Quoted passage below:
Highlights & Insights¶
- Physical millisecond anchoring ensures that a threshold (e.g., 50 ms) maintains consistent semantics across different hardware and models, enabling cross-paper and cross-hardware comparisons—a significant advancement over prior FLOPs-based proxies.
- Utility decomposition (\(U_{\text{discrete}} = \alpha \cdot \bar{a}_{\text{served}}\), etc.) makes the reason for failure explicit. The paper identifies three requirements for "deployable adaptation" (compute adjustment per corruption, time-aware scaling, anytime performance) that serves as a specification for future methods.
- Batch-sized buffer + wall-clock simulation ensures missed batches are an emergent result rather than a pre-calculated input. This "simulation over analytical scoring" approach is transferable to streaming continual learning and online RL.
End of Quoted passage.
Dataset entries below:
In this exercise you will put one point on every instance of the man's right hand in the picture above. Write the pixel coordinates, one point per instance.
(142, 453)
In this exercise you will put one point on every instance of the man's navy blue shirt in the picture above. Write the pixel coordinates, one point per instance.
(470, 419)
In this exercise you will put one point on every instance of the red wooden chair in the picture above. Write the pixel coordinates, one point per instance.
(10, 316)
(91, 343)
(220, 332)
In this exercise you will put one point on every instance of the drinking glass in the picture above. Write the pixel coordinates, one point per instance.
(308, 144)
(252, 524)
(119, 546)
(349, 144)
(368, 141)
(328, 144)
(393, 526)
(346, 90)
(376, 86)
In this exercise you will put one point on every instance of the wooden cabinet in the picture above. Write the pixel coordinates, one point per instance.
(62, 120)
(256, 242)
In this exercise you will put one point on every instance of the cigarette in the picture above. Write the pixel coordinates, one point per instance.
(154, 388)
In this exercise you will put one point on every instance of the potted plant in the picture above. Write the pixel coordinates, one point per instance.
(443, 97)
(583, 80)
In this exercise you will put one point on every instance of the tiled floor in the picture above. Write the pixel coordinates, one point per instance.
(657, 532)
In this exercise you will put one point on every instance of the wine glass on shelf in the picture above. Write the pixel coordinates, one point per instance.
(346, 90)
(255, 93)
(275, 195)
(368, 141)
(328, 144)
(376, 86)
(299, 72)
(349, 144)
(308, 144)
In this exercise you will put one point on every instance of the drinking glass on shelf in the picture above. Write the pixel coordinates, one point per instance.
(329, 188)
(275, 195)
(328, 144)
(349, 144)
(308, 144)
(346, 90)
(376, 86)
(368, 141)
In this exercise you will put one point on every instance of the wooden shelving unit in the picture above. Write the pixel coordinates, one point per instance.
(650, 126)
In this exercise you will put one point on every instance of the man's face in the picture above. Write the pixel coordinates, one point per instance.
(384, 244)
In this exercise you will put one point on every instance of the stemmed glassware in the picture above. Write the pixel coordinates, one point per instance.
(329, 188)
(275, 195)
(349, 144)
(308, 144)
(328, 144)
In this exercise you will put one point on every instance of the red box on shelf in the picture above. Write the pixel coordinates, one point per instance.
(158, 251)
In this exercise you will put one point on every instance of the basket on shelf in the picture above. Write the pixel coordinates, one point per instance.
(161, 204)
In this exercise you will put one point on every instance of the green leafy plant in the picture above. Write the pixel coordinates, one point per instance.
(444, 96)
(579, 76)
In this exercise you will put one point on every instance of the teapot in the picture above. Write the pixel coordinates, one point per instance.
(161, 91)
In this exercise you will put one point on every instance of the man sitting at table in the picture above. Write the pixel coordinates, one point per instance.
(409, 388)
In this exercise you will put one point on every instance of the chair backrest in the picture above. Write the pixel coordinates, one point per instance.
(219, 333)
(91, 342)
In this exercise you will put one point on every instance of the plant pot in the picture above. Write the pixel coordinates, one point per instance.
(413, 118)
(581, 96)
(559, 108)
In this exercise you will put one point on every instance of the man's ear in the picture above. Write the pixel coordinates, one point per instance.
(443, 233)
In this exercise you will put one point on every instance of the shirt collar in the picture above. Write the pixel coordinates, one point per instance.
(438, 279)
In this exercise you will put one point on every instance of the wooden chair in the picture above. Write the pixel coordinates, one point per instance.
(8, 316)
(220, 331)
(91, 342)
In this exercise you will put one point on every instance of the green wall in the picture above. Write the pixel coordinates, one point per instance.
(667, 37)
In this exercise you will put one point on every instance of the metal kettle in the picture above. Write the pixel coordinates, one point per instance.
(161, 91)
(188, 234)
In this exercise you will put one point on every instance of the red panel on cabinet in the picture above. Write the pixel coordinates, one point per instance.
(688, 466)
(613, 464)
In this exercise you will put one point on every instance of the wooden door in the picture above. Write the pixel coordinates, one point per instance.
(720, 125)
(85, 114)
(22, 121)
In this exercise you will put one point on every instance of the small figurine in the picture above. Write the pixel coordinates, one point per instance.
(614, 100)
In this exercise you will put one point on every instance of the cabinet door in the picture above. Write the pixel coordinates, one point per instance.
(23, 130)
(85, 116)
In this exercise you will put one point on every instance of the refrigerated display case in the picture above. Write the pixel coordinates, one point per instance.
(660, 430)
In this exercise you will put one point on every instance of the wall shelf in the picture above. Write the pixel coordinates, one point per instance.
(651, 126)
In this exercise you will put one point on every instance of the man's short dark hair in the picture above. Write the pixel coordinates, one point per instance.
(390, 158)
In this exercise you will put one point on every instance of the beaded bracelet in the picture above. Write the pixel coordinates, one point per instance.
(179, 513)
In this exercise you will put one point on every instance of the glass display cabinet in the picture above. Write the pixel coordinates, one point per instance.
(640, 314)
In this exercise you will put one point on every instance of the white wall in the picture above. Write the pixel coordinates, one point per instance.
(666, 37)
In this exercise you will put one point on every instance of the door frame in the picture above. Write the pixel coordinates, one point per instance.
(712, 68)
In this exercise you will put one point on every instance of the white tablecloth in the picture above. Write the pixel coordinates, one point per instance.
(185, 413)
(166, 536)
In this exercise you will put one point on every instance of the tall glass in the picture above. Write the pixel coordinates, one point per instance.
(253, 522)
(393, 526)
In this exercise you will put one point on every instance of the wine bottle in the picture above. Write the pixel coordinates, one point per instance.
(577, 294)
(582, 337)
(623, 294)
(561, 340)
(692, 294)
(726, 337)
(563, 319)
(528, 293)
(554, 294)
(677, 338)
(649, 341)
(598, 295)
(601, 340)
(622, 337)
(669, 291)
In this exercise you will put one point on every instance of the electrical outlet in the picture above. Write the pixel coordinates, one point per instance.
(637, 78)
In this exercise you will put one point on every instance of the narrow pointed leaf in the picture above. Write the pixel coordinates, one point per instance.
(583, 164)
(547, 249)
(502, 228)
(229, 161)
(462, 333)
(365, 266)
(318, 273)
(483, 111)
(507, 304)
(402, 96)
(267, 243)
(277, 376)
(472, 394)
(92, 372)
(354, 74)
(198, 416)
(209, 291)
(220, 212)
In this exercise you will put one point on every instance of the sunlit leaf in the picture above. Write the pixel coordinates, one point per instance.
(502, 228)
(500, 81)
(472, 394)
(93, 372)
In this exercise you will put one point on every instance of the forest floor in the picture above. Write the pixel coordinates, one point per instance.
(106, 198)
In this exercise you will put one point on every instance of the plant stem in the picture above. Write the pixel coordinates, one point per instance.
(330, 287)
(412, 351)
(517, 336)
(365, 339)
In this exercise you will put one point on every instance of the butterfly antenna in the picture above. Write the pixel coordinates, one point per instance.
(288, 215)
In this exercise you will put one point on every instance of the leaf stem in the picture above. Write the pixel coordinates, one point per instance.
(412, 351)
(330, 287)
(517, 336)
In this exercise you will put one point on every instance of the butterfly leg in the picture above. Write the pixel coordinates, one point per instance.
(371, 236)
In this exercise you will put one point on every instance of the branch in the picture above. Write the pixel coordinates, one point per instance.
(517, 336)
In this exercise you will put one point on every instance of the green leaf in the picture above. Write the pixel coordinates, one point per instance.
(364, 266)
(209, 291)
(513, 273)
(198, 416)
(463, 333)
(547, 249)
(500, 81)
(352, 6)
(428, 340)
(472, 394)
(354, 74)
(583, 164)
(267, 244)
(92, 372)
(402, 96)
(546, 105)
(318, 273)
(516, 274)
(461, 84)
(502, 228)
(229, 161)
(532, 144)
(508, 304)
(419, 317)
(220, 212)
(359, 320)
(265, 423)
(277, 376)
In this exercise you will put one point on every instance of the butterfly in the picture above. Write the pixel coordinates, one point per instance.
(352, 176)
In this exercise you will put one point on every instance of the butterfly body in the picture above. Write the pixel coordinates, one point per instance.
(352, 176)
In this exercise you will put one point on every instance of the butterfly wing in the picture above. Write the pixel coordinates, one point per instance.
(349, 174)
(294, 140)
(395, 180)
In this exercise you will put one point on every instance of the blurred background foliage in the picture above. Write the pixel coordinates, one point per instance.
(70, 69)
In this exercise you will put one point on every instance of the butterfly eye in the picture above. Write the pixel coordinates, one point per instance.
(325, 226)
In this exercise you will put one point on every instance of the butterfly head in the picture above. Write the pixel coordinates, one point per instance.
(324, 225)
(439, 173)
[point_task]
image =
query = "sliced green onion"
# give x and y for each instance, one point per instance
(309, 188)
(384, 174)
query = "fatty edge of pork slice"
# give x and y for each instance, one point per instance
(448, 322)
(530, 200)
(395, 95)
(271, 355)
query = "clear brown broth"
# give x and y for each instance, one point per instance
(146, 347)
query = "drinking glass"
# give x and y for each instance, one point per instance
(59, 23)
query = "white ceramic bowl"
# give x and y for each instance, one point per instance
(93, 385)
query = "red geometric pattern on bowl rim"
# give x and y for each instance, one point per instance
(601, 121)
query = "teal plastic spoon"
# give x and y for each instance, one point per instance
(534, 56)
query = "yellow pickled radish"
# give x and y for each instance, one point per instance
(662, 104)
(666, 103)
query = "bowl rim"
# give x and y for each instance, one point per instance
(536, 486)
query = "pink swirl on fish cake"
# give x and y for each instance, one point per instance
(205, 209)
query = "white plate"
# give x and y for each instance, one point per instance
End of Dataset entries.
_Task to complete_.
Translate this sentence from the Highlights & Insights text into Spanish: "This "simulation over analytical scoring" approach is transferable to streaming continual learning and online RL."

_Answer box_.
Este enfoque de "simulación en lugar de puntuación analítica" es transferible al aprendizaje continuo en streaming y al RL en línea.